[Selected excerpt]

^^^^

MY own first memory. According to my father I was three. I was playing on a high set of stairs with a slinky, which is a coil that when you tip it off a step, it loops down the stair case.

It didn't go, so I leaned over to see why and I went instead. I hit my head on some bannisters and landed up at the bottom having gone 16 steps, and just as I landed there, the local priest walked in the front door. All I could see what this black silouette of a person with a hood up, and I screamed and lost consciousness.

I also associated a certain smell with this, and it wasn't until much later when I had an injury that required a certain type of paste that I said..."Hey I know that smell" and was told that that was what was used on my forehead.
post #26 of 26
This took some time. It was hard to differentiate between my own memories and the ones I've learned through looking at photos. So as I scrolled through my rolodex of early memories, the only one which I can actually taste, feel and hear all at once is when I was maybe two years old.

My dad, mom, sister and I had just moved to the area and were living with my grandparents temporarily until we found a place of our own. I've titled it, "French Fries."

While I don't recall much of their house or anything we did while we were there, I can very clearly see myself sitting on the floor with a greasy brown bag of fries. I remember that they were always salted and soft and wilted, not crispy like the ones you get at McDonalds. Apparently, my grandma worked part-time at some fast-food joint and would always bring us kids a bag of fries after her shift.

I've loved french fries as long as I can remember, especially the greasy wilted ones, and now I know why.

^^^^

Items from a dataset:
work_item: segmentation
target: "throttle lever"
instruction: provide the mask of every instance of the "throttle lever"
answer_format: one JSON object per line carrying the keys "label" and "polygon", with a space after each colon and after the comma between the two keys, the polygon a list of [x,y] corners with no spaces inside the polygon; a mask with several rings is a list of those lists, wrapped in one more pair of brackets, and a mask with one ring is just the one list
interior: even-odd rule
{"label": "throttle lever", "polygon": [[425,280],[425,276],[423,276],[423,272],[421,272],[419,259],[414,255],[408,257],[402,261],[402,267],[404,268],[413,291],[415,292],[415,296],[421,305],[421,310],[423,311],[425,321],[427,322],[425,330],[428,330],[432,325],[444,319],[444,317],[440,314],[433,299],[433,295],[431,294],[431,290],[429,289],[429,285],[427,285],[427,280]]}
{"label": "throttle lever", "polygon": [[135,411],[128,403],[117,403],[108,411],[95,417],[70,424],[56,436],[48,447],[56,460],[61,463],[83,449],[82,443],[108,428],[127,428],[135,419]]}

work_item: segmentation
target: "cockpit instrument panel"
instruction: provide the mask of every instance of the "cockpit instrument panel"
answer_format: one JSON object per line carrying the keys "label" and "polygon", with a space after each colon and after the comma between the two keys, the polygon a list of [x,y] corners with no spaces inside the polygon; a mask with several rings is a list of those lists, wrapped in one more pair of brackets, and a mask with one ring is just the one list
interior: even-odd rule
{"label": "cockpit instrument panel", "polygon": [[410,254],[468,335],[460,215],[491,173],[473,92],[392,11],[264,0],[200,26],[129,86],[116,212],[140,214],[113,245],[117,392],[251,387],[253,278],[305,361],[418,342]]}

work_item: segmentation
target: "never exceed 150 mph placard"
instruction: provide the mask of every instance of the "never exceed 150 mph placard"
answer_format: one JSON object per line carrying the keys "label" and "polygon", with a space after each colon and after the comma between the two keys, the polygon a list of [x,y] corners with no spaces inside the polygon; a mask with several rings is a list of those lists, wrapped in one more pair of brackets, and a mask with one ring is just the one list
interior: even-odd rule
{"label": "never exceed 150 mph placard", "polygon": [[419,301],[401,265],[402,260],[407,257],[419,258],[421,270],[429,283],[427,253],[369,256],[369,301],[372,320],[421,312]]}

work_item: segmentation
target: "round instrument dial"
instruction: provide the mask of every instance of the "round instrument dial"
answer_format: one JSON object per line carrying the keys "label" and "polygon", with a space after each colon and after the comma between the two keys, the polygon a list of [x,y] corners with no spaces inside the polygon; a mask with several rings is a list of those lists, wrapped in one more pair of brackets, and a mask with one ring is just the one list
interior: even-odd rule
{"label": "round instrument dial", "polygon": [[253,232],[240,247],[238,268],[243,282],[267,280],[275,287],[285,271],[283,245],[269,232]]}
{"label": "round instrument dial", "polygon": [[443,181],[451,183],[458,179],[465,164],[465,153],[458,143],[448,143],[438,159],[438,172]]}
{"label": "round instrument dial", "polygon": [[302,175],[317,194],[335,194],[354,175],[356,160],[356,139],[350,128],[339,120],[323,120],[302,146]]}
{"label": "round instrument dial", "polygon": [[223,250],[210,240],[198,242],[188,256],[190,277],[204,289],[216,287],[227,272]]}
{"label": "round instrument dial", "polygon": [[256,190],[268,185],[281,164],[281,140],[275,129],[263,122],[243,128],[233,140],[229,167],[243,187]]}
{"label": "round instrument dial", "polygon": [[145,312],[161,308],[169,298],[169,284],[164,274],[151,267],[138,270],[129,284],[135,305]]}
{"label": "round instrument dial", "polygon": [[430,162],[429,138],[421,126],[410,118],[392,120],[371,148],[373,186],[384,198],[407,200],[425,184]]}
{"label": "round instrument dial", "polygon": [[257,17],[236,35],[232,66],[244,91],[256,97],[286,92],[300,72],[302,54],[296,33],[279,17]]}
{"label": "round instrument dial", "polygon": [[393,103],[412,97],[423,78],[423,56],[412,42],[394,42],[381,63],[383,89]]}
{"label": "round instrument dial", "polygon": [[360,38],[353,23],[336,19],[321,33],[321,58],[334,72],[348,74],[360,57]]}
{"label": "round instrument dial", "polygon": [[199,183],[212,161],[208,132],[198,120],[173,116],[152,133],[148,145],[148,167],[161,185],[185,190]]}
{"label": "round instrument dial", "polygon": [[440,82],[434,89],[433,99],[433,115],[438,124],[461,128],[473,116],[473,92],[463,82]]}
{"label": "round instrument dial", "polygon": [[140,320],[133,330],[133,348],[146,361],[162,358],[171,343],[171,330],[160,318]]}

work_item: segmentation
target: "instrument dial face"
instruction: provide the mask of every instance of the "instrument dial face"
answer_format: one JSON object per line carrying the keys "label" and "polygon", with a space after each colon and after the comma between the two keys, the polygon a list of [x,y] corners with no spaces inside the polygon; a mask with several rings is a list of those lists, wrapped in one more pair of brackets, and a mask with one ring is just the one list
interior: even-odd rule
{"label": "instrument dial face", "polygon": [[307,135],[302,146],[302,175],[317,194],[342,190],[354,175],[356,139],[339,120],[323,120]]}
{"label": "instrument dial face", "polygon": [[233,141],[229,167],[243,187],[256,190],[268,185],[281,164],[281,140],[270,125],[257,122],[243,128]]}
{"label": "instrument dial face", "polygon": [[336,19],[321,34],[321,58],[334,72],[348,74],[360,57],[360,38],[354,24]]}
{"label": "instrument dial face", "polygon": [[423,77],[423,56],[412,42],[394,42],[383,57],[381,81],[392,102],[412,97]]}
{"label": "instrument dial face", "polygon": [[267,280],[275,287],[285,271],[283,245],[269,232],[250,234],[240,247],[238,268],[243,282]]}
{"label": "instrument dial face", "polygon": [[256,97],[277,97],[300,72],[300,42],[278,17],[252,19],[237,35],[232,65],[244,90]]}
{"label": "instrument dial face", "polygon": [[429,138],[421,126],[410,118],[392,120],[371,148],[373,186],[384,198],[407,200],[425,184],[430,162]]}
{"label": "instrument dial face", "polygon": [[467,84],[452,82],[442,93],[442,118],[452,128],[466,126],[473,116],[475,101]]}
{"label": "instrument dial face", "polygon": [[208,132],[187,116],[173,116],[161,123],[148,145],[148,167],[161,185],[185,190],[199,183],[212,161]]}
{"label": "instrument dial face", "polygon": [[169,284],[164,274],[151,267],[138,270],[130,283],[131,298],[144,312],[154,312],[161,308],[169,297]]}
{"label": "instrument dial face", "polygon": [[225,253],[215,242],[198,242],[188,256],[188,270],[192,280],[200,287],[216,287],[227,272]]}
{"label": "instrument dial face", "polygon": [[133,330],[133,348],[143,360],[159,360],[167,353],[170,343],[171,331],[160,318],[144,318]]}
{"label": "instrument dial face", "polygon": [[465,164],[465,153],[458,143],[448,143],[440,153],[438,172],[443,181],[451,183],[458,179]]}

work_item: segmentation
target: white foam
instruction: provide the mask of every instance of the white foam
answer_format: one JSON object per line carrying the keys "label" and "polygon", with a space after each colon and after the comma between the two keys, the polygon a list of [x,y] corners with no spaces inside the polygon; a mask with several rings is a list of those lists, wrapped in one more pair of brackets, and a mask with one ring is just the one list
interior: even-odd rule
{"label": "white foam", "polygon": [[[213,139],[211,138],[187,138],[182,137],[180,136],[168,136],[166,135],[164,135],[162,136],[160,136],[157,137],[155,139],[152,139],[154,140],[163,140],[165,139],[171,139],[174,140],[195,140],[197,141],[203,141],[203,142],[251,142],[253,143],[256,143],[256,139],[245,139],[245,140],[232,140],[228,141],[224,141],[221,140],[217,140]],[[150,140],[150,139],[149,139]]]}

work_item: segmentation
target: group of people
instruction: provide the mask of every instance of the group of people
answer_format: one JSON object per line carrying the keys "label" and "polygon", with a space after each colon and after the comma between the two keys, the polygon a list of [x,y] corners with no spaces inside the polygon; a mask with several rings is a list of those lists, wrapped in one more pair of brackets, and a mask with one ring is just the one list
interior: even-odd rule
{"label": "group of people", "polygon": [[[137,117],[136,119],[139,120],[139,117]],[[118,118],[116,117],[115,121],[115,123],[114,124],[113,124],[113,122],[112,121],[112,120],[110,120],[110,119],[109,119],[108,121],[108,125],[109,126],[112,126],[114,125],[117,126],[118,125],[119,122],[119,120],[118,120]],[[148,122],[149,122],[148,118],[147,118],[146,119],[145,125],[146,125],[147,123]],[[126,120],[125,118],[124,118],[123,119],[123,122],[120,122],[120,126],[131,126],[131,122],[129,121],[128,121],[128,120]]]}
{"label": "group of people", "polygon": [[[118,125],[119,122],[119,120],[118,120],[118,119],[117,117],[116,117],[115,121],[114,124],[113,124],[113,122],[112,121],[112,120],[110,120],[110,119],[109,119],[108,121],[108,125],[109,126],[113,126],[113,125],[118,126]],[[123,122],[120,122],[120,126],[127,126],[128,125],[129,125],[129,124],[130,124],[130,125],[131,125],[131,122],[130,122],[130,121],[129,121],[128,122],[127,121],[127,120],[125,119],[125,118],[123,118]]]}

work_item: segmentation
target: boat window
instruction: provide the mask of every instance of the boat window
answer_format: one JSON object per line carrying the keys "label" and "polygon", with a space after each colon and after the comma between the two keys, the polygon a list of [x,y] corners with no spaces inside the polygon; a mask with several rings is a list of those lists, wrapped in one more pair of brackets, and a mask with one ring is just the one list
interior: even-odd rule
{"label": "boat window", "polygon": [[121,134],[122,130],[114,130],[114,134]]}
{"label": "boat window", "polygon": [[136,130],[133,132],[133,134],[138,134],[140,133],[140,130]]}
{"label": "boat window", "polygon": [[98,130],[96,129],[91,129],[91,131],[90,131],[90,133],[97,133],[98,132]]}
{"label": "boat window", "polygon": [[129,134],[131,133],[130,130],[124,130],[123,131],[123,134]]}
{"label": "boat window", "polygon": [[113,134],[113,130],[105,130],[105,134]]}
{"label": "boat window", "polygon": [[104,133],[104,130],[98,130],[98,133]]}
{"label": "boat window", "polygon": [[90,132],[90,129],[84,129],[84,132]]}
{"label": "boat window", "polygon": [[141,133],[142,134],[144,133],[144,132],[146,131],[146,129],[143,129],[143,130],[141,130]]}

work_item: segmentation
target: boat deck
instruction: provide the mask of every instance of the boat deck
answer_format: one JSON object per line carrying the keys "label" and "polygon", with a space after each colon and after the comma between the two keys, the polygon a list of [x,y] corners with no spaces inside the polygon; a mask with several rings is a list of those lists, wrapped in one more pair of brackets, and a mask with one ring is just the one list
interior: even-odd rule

^^^^

[Request 1] In the memories text, how many steps did the writer fall down as a three-year-old?
[Request 2] Write out the memories text again starting at "post #26 of" and ending at "two years old.", switching "rolodex" to "catalog".

[Task output 1] 16 steps.

[Task output 2]
post #26 of 26
This took some time. It was hard to differentiate between my own memories and the ones I've learned through looking at photos. So as I scrolled through my catalog of early memories, the only one which I can actually taste, feel and hear all at once is when I was maybe two years old.